# [Selected extract]
--- START ---

Life Diary
Wednesday, May 20, 2009
Oh My Gosh. . .They were really no kidding
for the pressure and stress level
at MI. It is really kicking in
and I couldn't bare it anymore
longer ):
Test after Tests and the marks
i am getting is like ups and downs.
I am not being constant. . .
Lit and Chemistry is a disappointment
to me! If i were to pass 1 of the test,
I would be so darn happy!
This 2 subjects is like so impossible
to pass! HOW!!!???
Literature
I am like lack of literary terminology
like vocab, terms, and looking at the
big picture!. . .
I even have trouble understanding the
book! .Wad the Hell !!!
):
I am so backed out in class!
I mean like SERIOUSLY,
way behind the class. .
The class speed is like a bullet train for me
but for others, it may be too slow. . .
I really couldn't hold up my tears every time
i see a bad score on my test papers. .
Lit is . . . oh my.
Chemistry
It is a subject that I HAVE BEEN
TAKING in 'O' Levels. .
but there are new concepts and
new terms in 'A' Level
context that makes it more in-depth
and really stretched me out!!!
A test = A Failure ?
I barely understand the qn of the test papers. .
Oh Shit!!. .
I have been complaining this whole
post and I'm only Yr 1 !!!. .

--- END ---

# [Data excerpts]
--- START ---

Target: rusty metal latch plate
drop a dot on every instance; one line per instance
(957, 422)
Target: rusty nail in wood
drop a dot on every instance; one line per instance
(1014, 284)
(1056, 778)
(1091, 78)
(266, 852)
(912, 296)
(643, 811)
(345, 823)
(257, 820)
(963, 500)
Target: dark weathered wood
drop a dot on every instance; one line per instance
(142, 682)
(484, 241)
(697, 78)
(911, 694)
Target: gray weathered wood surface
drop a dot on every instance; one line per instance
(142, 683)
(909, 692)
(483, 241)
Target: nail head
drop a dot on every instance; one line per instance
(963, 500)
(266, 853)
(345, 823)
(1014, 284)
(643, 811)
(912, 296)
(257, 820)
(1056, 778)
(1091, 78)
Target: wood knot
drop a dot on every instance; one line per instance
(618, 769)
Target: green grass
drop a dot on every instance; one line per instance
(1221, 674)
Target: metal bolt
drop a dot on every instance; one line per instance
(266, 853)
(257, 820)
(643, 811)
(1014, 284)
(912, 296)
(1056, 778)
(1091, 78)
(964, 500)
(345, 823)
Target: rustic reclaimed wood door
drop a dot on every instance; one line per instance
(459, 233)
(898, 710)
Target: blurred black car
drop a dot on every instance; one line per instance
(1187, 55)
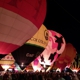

--- END ---

# [Work instructions]
Pick up the exam-stress diary entry after its last sentence and keep writing in the same voice. These lines have no connection to the exam-stress diary entry.

# [Final answer]
Wad i go up to Yr 2/3 ?
WILL I EVEN GET PROMOTED?!!?!?!?
in the first place?
)':
I'm sorry. . .
Withdrawal comes to my mind. . .
This is seems to be a joke
but now i'm no longer kidding. .
I may have to fill up the Green Form,
if i find myself useless in the school
and holding everybody back in class. . .
I'm doing fine for other subjects,
but this 2 subjects!!.
LIT and Chem!!!. .
Severely in trouble! ):
Thus, . . .
Withdrawal, . it's a maybe...
I've talked to parents about it.
they grumble plus ask me
to buck up and do a Wise decision. .
Well, i will, Mum/Dad!!!
I have to think it through. .
Let me go through my mid-year. .
See how will it goes. . .
'A' Level is NO JOKE !!!
Now, 'O' Level seems like a tiny
paper to me. . .
'A' Level!!. . .OH SHIT !!!
Furthermore, I have my Diploma
to concentrate and study for!!
This is really bad!.
):
Also had CCA today after school. .
I'm sorry to whoever CCA-mates reading
this or my seniors. . .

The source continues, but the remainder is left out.